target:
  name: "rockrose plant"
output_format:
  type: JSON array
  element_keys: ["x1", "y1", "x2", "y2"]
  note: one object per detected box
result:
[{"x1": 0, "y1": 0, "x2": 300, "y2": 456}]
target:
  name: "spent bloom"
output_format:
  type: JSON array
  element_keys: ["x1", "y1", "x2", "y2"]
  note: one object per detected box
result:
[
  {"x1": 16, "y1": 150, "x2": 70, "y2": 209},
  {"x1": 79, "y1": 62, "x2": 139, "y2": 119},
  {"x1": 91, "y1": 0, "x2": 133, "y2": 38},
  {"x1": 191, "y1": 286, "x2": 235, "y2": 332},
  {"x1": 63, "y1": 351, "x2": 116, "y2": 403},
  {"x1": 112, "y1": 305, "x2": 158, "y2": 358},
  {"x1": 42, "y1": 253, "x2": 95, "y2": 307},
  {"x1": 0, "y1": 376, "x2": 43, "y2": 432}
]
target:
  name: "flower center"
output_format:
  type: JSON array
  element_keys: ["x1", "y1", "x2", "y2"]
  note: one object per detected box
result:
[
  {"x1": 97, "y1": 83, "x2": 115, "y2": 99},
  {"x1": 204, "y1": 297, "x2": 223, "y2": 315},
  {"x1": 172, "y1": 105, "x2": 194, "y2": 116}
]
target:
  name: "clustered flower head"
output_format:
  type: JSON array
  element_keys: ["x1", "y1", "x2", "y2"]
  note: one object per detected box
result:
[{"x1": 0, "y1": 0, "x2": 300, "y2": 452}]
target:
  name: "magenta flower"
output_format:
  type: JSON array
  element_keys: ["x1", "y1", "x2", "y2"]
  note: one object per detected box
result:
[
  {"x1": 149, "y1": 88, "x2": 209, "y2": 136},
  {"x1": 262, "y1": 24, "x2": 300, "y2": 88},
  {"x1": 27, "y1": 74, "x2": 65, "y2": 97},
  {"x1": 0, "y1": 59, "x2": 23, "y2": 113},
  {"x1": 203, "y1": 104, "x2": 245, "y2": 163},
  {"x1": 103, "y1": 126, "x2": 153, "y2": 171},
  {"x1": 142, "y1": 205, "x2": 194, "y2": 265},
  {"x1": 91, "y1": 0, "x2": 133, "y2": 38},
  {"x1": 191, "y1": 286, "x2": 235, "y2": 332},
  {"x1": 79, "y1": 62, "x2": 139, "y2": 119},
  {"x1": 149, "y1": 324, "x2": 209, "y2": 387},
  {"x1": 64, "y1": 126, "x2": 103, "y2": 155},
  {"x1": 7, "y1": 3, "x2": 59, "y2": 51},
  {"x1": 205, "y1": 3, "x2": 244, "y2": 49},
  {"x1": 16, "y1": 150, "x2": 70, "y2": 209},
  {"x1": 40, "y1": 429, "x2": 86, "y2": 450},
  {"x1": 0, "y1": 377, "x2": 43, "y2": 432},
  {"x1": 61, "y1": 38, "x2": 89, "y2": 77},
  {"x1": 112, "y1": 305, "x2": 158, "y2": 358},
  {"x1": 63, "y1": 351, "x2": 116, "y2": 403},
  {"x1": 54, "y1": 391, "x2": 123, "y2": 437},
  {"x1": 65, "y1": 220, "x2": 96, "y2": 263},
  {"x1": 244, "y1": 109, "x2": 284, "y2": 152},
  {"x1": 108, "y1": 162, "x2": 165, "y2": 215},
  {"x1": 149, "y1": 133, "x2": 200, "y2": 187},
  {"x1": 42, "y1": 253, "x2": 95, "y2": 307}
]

■ **WHAT YOU HAVE TO DO**: Return every line of the entries above that contains the word "flower".

■ **SOLVED EXERCISE**:
  name: "flower center"
  name: "clustered flower head"
  name: "magenta flower"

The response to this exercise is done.